**Data in this exercise:**

☆ ☆ ☆ ☆ ☆

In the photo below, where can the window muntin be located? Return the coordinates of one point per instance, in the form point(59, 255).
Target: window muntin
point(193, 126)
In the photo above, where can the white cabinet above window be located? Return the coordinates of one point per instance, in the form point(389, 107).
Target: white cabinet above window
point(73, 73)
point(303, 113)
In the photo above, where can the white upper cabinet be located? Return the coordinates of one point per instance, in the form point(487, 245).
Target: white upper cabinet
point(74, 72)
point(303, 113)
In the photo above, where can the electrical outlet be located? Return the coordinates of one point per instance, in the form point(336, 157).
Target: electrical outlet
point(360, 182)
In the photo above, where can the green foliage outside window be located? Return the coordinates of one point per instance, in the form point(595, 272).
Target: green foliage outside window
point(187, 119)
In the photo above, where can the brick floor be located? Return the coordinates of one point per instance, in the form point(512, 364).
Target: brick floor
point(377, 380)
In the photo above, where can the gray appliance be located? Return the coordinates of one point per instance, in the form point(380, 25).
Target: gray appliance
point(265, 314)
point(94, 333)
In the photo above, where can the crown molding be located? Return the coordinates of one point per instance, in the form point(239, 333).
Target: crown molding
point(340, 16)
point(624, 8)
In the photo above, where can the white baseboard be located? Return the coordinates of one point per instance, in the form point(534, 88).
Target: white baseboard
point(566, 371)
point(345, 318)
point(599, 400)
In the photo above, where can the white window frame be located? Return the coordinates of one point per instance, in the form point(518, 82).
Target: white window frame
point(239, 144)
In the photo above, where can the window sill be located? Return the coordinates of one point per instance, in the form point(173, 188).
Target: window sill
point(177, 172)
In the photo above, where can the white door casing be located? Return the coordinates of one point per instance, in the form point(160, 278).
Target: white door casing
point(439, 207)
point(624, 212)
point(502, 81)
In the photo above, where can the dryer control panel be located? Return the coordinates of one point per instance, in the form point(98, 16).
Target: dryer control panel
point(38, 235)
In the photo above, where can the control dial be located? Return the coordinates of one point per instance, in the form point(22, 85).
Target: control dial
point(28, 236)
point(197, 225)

☆ ☆ ☆ ☆ ☆

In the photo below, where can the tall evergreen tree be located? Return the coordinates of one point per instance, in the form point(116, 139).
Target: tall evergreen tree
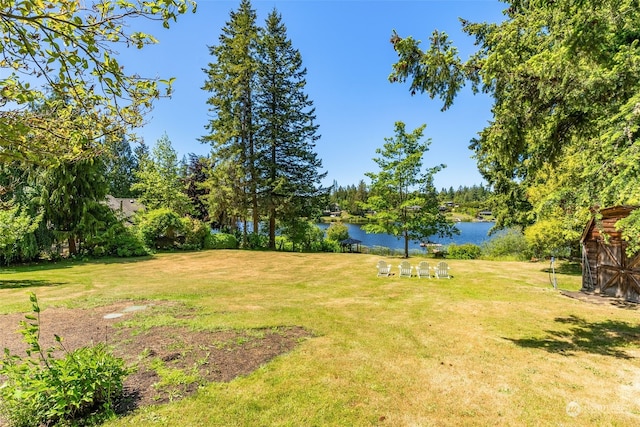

☆ ☆ ☆ ☆ ☆

**Task instructions:** Can you rescale the stretch from the line containing "In the photo above, where can the crown" through the line containing "point(239, 144)", both ends included? Write out every line of it again, and multiply each answer coordinate by 1.45, rounding to a whole number with halves going up, while the wording of each item and the sample point inside it stay unchanged.

**Solution to this task:**
In the photo above, where can the crown molding be located? Return the coordinates of one point per instance, in the form point(239, 333).
Target: crown molding
point(493, 23)
point(905, 12)
In the photo above, where can the white baseboard be located? Return the coordinates of one point per instance, in the form point(534, 88).
Target: white baseboard
point(821, 538)
point(500, 461)
point(869, 580)
In the photo above, where can the white window frame be located? Return the coordinates of one point per instance, in the form point(518, 82).
Target: white window frame
point(347, 209)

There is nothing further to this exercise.